#### [ACTIVITY]
Your answer should be the line containing "A point belongs on each instance of the horse's muzzle." and every line after it to the end of the records below, word for word.

Image-grounded pointing data
● ● ●
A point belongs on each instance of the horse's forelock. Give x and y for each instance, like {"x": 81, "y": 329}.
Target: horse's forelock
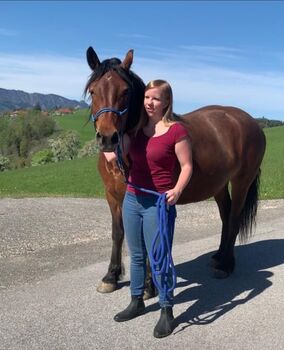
{"x": 134, "y": 82}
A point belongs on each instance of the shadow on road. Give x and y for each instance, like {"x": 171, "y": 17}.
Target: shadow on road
{"x": 210, "y": 298}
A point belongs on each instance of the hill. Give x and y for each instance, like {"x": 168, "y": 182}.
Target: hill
{"x": 17, "y": 99}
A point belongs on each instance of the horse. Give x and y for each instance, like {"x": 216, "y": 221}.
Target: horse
{"x": 227, "y": 150}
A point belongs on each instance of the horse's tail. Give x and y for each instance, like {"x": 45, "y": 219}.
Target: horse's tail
{"x": 249, "y": 211}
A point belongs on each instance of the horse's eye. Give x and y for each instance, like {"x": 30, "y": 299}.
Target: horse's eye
{"x": 125, "y": 94}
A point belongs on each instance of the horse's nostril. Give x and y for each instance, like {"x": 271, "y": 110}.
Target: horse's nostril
{"x": 114, "y": 138}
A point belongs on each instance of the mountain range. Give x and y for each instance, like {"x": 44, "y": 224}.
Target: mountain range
{"x": 16, "y": 99}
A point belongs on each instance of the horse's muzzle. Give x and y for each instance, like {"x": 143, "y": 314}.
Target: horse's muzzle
{"x": 107, "y": 143}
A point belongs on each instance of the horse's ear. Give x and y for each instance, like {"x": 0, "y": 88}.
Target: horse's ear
{"x": 127, "y": 62}
{"x": 92, "y": 58}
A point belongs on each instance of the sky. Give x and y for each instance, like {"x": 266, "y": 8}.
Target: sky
{"x": 211, "y": 52}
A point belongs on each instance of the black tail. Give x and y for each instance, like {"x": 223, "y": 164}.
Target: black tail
{"x": 248, "y": 214}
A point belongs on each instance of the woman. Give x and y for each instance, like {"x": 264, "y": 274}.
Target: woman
{"x": 159, "y": 144}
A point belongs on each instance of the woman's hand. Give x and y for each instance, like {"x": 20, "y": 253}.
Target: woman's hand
{"x": 172, "y": 196}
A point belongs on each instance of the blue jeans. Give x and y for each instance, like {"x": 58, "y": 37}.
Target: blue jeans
{"x": 140, "y": 223}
● ● ●
#### [EXERCISE RESPONSE]
A point belongs on each instance of the horse's muzzle. Give x and y for each instance, like {"x": 143, "y": 314}.
Target: horse's muzzle
{"x": 107, "y": 143}
A point belongs on each instance of the horse's ear. Give x and y for each instance, like {"x": 0, "y": 88}.
Target: horse's ear
{"x": 127, "y": 62}
{"x": 92, "y": 58}
A point belongs on each instance of the sky. Give x and y for each instance, like {"x": 266, "y": 8}.
Target: sky
{"x": 211, "y": 52}
A point belongs on each instance of the black tail. Give x and y for each instance, like {"x": 223, "y": 164}.
Target: black tail
{"x": 248, "y": 214}
A point belongs on each instance of the woman. Give x and y for each instance, like {"x": 264, "y": 274}.
Target: woman
{"x": 159, "y": 144}
A point belongs on each instance of the woman's hand. Give x and y for each instance, like {"x": 20, "y": 253}.
Target: woman's hand
{"x": 172, "y": 196}
A point belongs on each instance of the blue jeans. Give x and y for each instance, like {"x": 58, "y": 37}.
Target: blue jeans
{"x": 140, "y": 223}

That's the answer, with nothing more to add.